BEGIN Exercise text
First, you must understand the event’s organizer: CAMRA (the Campaign for Real Ale). CAMRA is dedicated to the British beer industry (though it’s a private organization and is not owned by any huge brewers) and the preservation of the English pub. That last bit is important, because one UK pub goes out of business every single day. Some of that is down to the pandemic, but it was happening before COVID, too, as a result of government regulation and predatory industry practices. CAMRA helps pubs survive and lobbies the government extensively to prevent beer taxation. Putting it into an American context, I like to think of it as the “NRA of Beer”. Yes, I have been a member since 2008, when I first attended CAMRA’s famous Reading Beer Festival.
END Exercise text
Brief 1:
According to the CAMRA passage, how often does a pub in the UK go out of business?
Brief 2:
List every cause the CAMRA passage gives for UK pubs going out of business.
Brief 3:
Reproduce the portion of the CAMRA passage starting at "First, you must" and ending at "Reading Beer Festival.".
The rows play no part in this exercise.
BEGIN Source material
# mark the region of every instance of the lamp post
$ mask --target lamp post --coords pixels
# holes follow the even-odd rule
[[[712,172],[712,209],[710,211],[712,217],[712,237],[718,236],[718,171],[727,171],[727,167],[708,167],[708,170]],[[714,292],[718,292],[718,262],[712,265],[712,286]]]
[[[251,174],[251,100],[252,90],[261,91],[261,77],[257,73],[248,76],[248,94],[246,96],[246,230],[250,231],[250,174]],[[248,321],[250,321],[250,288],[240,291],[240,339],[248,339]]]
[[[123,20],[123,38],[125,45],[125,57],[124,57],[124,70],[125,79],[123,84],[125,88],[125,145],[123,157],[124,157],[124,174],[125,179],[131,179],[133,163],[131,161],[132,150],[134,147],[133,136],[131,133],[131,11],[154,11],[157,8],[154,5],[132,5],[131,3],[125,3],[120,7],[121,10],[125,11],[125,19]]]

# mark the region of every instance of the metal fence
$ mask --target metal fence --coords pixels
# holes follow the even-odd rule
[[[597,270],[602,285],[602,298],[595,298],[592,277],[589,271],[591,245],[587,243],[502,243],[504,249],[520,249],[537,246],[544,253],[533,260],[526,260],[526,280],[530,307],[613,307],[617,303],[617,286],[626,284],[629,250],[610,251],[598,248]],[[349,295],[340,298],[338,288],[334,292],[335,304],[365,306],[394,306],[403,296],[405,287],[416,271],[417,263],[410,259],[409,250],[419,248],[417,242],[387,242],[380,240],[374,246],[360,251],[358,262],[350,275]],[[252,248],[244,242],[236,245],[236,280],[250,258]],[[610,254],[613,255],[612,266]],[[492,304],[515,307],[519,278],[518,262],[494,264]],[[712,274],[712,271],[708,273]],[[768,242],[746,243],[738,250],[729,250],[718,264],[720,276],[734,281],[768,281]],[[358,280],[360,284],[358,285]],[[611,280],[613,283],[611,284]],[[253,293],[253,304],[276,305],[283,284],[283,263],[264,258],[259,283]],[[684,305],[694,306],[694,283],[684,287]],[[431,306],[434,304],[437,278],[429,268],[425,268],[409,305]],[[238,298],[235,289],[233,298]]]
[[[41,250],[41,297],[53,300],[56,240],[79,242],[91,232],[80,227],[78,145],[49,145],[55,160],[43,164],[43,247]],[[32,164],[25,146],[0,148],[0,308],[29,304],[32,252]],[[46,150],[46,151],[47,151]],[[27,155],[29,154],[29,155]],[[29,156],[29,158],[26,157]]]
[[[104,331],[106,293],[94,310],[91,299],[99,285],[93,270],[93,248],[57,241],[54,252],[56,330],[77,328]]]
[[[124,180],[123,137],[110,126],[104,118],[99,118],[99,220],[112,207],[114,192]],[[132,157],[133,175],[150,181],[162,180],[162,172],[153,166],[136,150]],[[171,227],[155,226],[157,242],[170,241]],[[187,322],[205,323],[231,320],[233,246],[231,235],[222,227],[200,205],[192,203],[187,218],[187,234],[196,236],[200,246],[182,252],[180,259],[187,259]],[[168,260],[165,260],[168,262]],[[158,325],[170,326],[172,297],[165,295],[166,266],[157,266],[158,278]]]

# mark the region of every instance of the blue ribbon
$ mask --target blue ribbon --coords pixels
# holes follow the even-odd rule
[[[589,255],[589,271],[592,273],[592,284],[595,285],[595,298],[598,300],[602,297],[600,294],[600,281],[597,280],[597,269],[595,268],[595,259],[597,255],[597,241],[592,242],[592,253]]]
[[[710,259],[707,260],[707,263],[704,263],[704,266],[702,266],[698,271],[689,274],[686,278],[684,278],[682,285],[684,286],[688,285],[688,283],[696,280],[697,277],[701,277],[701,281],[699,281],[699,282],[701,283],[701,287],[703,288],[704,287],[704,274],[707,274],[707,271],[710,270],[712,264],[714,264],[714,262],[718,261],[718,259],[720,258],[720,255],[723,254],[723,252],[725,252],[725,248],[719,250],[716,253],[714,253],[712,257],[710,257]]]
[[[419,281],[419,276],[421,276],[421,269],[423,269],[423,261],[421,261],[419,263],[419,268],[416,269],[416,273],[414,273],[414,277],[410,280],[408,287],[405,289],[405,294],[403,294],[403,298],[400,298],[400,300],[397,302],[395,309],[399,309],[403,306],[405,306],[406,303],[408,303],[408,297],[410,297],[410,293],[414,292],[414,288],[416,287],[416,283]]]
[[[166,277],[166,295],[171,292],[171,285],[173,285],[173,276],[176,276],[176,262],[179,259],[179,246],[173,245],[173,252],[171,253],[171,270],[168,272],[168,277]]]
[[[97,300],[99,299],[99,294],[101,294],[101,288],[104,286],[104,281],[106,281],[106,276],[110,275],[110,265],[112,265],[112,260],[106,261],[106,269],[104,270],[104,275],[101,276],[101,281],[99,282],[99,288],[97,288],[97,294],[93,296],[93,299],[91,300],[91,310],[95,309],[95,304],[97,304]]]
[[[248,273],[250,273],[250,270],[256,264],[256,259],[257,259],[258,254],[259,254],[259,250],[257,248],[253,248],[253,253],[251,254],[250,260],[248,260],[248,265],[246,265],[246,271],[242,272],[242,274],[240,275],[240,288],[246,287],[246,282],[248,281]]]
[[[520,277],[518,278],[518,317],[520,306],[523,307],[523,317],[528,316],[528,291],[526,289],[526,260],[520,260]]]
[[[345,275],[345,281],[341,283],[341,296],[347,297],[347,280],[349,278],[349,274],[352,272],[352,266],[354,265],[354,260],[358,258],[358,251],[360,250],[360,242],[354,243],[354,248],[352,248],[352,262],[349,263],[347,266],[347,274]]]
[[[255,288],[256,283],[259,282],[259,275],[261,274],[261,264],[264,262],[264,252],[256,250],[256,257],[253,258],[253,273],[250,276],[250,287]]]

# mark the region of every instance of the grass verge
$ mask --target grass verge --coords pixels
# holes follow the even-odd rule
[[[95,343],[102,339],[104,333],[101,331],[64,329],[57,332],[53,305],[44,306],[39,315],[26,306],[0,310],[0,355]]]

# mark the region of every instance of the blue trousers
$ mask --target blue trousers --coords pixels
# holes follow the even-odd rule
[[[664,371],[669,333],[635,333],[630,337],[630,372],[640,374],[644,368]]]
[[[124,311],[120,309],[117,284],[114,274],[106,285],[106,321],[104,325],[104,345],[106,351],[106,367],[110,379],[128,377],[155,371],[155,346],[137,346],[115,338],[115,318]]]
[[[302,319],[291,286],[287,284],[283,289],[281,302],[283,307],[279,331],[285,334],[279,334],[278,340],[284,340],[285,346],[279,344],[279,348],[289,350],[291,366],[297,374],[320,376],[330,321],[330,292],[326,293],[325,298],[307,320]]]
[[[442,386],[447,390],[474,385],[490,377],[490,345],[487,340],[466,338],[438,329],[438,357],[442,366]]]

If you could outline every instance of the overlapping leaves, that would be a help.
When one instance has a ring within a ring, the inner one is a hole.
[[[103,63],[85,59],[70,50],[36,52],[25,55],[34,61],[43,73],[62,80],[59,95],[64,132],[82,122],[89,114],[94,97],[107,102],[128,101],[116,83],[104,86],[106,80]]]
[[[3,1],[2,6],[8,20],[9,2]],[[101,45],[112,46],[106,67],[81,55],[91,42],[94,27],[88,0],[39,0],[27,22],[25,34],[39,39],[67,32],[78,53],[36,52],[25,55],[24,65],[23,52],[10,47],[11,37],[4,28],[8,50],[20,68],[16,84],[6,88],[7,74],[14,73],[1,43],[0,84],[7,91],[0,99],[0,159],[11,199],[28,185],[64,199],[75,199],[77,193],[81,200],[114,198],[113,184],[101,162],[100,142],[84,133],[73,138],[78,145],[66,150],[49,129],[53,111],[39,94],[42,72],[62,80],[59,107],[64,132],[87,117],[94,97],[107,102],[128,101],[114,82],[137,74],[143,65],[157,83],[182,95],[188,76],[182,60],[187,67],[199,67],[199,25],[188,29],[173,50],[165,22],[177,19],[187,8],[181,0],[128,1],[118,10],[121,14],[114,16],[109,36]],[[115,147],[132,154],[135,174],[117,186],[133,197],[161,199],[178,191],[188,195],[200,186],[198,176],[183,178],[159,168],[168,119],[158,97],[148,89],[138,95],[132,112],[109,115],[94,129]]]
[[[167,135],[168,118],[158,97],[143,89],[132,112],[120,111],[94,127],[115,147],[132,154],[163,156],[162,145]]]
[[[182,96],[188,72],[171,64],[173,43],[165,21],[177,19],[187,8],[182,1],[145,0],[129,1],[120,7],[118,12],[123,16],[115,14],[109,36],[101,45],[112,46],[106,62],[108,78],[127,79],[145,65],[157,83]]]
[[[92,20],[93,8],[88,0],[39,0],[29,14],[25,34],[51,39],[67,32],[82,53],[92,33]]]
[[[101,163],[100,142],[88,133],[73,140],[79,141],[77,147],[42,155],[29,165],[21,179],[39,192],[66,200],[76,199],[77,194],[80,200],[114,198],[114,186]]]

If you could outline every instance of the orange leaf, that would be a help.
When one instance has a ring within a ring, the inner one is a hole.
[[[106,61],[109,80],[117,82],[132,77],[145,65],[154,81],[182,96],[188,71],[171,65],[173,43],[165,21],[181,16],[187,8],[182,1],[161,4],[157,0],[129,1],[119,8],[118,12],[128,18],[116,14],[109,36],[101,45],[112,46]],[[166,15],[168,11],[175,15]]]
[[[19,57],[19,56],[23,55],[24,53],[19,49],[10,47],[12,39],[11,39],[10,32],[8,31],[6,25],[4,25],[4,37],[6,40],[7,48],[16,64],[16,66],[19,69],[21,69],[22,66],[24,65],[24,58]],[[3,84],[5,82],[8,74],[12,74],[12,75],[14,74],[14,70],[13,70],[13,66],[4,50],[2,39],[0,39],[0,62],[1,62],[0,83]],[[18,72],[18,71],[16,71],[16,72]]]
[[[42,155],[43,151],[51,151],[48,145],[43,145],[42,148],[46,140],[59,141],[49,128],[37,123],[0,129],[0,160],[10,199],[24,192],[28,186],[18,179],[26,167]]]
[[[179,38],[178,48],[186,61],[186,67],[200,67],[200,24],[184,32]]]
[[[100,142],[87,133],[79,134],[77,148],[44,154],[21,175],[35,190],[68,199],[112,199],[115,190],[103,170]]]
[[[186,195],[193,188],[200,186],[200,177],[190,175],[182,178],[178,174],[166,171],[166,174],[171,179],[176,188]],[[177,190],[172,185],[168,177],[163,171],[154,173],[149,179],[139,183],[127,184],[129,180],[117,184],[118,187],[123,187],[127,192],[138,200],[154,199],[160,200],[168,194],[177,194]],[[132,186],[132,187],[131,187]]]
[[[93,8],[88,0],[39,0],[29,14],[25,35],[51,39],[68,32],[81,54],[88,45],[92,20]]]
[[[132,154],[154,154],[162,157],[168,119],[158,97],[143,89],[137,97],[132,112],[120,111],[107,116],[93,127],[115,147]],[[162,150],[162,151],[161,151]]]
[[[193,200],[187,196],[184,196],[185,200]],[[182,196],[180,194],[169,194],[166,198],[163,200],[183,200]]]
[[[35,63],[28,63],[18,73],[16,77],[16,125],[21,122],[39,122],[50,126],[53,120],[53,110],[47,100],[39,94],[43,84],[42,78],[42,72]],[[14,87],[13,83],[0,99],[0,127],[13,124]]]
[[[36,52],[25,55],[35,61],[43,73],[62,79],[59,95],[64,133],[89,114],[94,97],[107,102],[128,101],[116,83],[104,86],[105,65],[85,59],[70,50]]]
END Source material
Answer box 1:
One UK pub goes out of business every single day.

Answer box 2:
The pandemic, government regulation, and predatory industry practices.

Answer box 3:
First, you must understand the event’s organizer: CAMRA (the Campaign for Real Ale). CAMRA is dedicated to the British beer industry (though it’s a private organization and is not owned by any huge brewers) and the preservation of the English pub. That last bit is important, because one UK pub goes out of business every single day. Some of that is down to the pandemic, but it was happening before COVID, too, as a result of government regulation and predatory industry practices. CAMRA helps pubs survive and lobbies the government extensively to prevent beer taxation. Putting it into an American context, I like to think of it as the “NRA of Beer”. Yes, I have been a member since 2008, when I first attended CAMRA’s famous Reading Beer Festival.